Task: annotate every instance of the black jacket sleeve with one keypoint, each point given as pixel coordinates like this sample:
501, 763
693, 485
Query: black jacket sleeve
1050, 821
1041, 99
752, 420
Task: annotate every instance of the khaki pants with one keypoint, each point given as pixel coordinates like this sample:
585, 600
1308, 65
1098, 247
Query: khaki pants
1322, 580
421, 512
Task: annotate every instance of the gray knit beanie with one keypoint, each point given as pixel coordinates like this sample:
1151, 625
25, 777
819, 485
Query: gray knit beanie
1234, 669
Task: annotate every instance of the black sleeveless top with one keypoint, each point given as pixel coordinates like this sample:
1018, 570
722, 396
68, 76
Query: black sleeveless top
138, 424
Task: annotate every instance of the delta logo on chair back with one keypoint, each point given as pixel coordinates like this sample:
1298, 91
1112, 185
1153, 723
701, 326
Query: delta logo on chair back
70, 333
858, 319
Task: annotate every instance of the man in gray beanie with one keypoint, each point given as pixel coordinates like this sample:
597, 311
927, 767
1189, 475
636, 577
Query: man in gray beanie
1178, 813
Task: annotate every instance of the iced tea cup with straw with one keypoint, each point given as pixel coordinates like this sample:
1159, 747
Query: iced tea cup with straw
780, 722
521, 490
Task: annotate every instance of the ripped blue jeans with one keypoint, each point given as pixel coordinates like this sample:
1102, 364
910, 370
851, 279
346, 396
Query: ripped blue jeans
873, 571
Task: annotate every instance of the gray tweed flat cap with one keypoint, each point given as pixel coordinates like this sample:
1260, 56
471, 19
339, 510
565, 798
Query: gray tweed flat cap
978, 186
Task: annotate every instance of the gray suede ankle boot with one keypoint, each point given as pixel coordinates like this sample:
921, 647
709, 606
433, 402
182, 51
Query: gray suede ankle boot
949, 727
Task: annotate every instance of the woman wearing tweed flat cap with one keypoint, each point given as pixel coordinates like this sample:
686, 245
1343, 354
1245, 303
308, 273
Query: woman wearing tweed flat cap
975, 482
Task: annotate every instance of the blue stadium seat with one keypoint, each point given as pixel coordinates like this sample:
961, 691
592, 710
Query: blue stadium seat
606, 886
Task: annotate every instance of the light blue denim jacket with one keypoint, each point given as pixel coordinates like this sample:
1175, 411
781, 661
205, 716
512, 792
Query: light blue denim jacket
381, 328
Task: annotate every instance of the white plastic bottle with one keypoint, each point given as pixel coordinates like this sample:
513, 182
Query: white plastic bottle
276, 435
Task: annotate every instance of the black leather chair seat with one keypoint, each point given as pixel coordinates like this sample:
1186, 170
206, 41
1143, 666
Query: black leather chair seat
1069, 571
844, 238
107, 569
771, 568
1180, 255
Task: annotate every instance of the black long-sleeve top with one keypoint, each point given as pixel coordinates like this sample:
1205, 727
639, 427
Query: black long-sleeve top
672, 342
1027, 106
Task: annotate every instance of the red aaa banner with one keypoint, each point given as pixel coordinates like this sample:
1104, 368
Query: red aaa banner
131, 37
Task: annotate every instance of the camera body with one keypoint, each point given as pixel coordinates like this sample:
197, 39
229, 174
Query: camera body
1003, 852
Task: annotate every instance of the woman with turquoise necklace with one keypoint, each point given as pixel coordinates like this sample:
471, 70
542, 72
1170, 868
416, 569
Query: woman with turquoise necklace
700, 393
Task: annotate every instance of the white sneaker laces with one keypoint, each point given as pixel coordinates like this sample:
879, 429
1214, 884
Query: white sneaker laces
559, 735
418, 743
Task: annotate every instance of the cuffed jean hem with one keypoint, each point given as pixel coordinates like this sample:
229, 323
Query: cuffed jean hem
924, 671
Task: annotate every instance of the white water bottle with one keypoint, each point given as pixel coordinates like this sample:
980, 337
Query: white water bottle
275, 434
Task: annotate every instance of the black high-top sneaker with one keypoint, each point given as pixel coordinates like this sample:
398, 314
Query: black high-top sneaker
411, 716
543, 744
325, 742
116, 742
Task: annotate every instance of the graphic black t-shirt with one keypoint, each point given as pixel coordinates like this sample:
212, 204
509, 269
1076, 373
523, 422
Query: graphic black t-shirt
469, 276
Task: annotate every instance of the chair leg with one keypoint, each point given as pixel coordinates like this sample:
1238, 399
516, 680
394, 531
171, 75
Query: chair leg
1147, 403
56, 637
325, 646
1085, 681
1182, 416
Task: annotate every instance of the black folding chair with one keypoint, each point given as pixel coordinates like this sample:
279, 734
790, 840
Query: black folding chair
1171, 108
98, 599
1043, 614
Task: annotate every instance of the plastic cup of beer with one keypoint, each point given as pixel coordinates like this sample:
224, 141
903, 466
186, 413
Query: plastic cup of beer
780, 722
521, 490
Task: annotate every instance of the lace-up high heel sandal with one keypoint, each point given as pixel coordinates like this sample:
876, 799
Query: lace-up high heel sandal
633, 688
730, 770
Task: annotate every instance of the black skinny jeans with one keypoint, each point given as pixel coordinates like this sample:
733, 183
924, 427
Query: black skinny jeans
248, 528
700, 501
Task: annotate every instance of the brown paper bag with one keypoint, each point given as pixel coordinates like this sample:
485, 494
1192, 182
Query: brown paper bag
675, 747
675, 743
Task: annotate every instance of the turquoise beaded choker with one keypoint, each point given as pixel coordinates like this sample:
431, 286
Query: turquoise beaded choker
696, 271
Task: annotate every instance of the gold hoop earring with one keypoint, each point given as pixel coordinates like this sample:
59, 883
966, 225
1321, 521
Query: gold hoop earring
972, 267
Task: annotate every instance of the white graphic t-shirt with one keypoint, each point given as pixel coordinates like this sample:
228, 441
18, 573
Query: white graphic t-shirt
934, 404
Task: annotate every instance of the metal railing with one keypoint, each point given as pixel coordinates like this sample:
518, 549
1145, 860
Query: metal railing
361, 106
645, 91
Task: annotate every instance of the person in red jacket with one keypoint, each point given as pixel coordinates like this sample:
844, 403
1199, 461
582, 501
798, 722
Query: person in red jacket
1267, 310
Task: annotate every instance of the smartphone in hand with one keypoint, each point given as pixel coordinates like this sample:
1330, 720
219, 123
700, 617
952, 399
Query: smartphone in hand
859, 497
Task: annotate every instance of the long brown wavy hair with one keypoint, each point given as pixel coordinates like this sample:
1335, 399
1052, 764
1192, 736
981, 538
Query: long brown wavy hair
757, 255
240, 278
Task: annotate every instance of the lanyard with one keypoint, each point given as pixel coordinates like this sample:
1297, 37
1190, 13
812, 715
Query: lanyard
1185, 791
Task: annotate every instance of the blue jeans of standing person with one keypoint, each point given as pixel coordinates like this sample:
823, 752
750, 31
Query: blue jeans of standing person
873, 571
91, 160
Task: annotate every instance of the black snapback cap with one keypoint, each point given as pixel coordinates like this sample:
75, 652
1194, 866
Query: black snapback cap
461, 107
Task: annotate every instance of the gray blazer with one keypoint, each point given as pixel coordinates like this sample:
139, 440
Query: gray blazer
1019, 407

□ □ □ □

What you should do:
Copy word for word the rows above, from the line containing "Task: annotate every instance of the black snapback" through the end of the rows.

Complete response:
Task: annotate every instance of the black snapback cap with one keypoint, each point given as pixel coordinates like this sample:
75, 652
1194, 866
Query: black snapback cap
461, 107
Task: annotate every instance of the gray blazer with one keypoint, each point given as pixel coordinates like this sample:
139, 440
Query: gray blazer
1019, 407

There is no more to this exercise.